*EXERCISE DIRECTIONS:*
Take the line that has "the basketball player" and all the lines that come after it in the records, and write them out again exactly. Add no other line.

*EXTRACTED DATA:*

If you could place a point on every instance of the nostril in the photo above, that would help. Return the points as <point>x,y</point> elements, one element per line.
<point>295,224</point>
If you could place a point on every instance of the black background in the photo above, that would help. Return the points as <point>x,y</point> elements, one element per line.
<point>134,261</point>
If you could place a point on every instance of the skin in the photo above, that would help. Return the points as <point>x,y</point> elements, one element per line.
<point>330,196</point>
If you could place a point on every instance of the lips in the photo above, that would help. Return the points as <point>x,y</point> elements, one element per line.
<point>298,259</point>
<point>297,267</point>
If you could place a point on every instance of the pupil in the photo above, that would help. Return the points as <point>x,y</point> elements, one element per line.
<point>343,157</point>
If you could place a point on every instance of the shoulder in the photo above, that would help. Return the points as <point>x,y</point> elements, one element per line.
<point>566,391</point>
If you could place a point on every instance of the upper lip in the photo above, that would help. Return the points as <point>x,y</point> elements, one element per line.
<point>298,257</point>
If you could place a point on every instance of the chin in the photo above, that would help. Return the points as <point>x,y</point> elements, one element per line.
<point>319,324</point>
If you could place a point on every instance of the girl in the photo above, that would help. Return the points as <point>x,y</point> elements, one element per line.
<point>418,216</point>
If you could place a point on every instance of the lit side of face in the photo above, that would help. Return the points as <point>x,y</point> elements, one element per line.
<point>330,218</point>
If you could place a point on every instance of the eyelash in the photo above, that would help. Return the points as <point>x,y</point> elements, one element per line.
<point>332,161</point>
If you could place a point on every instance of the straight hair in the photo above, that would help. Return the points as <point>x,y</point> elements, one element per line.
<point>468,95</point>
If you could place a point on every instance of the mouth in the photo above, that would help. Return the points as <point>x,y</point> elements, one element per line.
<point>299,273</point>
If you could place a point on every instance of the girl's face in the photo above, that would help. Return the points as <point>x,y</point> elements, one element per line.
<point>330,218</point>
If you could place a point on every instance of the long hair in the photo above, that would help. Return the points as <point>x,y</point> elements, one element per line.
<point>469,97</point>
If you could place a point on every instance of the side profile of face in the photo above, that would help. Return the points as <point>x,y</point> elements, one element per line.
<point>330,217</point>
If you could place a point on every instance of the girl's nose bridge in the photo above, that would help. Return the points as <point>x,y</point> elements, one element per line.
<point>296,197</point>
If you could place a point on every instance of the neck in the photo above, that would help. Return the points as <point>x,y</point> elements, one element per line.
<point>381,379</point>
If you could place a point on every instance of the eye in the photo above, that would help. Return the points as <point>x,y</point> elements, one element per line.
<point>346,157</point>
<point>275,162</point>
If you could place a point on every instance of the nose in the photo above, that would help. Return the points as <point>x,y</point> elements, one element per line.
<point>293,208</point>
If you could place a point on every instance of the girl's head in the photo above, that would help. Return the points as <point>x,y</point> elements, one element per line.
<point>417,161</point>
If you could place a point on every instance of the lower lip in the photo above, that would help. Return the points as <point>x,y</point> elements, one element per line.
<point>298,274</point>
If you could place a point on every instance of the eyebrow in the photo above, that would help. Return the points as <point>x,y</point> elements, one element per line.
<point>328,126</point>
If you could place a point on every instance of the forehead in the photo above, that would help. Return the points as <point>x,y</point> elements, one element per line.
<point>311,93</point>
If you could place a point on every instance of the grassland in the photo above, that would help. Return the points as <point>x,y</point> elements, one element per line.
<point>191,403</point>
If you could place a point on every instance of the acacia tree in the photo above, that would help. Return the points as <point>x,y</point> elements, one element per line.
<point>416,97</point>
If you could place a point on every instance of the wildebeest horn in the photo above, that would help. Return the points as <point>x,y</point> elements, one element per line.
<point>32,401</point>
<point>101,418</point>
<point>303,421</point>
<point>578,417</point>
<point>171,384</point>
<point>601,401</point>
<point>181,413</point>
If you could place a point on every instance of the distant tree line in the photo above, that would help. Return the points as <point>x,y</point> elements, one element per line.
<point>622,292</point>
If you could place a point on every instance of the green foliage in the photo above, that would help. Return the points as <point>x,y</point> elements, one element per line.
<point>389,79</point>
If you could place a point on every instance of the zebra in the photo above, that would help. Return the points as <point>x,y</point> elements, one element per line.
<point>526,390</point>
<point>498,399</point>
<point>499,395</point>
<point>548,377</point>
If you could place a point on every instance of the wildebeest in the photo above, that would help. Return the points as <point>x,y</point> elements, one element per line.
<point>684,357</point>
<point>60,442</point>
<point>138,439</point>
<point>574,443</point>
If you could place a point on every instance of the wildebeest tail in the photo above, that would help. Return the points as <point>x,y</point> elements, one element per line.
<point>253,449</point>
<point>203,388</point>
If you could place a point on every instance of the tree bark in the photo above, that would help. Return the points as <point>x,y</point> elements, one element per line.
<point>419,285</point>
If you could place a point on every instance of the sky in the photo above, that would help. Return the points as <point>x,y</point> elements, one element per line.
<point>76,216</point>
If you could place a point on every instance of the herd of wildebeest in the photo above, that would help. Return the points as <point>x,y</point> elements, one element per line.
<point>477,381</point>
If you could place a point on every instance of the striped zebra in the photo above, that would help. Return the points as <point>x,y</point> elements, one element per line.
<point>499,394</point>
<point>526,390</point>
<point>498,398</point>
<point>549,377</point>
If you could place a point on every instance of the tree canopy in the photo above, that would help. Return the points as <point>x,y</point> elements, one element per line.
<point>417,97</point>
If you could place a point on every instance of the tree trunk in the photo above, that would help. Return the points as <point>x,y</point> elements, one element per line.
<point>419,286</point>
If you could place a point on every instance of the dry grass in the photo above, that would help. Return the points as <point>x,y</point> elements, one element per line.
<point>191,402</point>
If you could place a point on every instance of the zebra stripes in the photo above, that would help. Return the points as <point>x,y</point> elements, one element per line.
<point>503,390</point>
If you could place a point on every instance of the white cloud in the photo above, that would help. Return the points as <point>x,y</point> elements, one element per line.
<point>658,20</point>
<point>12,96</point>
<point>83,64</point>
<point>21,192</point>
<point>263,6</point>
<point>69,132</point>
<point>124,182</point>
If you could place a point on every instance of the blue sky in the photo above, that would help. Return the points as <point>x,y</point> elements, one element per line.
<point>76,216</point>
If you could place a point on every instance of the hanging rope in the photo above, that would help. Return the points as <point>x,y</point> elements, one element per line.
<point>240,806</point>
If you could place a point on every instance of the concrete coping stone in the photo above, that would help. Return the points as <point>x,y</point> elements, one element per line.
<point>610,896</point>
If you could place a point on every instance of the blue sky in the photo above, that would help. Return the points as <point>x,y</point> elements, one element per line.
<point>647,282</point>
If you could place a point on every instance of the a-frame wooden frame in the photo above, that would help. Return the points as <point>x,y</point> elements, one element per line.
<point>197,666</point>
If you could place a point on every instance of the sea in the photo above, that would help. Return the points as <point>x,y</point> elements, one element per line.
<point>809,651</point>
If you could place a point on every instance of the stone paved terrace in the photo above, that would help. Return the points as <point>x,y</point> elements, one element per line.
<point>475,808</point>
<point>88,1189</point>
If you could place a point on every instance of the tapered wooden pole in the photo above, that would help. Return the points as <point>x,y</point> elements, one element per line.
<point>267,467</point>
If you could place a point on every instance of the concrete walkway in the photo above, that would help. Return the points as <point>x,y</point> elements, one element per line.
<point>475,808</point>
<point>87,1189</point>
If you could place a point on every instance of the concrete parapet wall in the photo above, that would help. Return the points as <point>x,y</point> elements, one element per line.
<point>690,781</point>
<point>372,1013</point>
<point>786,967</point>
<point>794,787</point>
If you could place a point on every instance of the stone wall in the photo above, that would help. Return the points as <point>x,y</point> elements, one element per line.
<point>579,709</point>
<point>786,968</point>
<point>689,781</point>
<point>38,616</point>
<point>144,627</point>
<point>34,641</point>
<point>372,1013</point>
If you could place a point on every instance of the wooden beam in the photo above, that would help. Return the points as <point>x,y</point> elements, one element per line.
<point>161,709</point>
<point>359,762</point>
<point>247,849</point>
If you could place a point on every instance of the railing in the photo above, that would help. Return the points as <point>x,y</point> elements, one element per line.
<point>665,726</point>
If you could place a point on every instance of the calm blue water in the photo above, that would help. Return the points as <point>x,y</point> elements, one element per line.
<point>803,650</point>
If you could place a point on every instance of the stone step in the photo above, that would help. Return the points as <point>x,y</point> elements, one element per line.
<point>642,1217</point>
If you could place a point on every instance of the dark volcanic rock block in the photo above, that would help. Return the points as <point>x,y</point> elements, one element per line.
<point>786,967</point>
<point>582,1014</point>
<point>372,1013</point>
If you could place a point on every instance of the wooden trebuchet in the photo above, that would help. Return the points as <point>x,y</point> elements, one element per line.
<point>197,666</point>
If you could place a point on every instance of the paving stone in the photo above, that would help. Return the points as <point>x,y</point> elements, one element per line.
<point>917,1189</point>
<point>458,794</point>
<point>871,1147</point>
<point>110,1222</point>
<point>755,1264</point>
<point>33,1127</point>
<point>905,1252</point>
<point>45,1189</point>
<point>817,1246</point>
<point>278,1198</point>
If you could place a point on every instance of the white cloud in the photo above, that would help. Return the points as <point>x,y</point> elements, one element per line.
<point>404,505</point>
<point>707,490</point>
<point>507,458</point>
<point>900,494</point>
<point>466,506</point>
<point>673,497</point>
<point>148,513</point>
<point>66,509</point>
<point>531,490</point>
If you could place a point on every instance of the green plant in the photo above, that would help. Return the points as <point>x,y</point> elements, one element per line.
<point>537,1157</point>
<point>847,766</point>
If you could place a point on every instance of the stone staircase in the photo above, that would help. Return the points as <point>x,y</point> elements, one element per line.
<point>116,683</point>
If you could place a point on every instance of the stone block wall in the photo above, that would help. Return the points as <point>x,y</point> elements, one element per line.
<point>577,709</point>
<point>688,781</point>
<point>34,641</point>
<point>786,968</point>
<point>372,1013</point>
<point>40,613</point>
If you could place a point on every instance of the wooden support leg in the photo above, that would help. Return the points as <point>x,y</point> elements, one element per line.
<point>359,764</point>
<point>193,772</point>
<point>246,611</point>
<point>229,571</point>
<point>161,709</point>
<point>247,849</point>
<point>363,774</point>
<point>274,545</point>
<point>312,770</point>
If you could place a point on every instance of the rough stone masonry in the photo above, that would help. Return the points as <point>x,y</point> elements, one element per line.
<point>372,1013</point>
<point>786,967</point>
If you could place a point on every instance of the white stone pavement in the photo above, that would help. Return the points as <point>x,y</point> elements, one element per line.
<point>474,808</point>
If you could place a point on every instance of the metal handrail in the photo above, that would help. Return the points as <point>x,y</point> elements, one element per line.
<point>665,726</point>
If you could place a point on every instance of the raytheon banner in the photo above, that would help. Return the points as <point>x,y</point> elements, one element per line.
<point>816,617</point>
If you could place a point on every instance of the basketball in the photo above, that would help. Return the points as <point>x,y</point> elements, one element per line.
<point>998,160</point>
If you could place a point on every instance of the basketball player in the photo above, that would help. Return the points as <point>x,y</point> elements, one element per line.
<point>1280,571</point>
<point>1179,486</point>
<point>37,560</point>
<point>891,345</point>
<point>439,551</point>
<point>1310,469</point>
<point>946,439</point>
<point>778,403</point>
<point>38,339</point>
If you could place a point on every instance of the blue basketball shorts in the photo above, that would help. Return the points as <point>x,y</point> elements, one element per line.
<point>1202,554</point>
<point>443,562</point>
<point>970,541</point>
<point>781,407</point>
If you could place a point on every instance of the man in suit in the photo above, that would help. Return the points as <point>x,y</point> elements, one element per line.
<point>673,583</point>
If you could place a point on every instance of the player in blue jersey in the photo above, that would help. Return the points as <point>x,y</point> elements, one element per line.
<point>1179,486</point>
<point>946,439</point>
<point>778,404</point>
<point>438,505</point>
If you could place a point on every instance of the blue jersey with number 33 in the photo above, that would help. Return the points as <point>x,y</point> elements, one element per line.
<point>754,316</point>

*SOLUTION TO THE EXERCISE:*
If you could place a point on every instance of the basketball player in the photo above, that would help. Return the points as <point>x,y</point> elements, one element per line.
<point>1280,571</point>
<point>1179,486</point>
<point>37,560</point>
<point>891,345</point>
<point>439,551</point>
<point>1310,469</point>
<point>946,439</point>
<point>778,403</point>
<point>38,339</point>
If you could place a point on every instance of the blue basketball shorts in the photo above, that would help. Return the points as <point>x,y</point> elements, one element per line.
<point>1202,554</point>
<point>443,562</point>
<point>970,541</point>
<point>781,407</point>
If you could place a point on every instance of the man in suit in the photo above, that would help. Return the points as <point>x,y</point> elements, one element per line.
<point>673,583</point>
If you could place a point on every instance of the player in blue jersey in the photo above, that would help. Return the points as <point>x,y</point> elements, one element per line.
<point>1179,486</point>
<point>946,439</point>
<point>778,404</point>
<point>438,505</point>
If you could place a point on every instance of the blue jersey with number 33 in the photo above, that would help. Return the points as <point>x,y</point> elements, one element per line.
<point>754,316</point>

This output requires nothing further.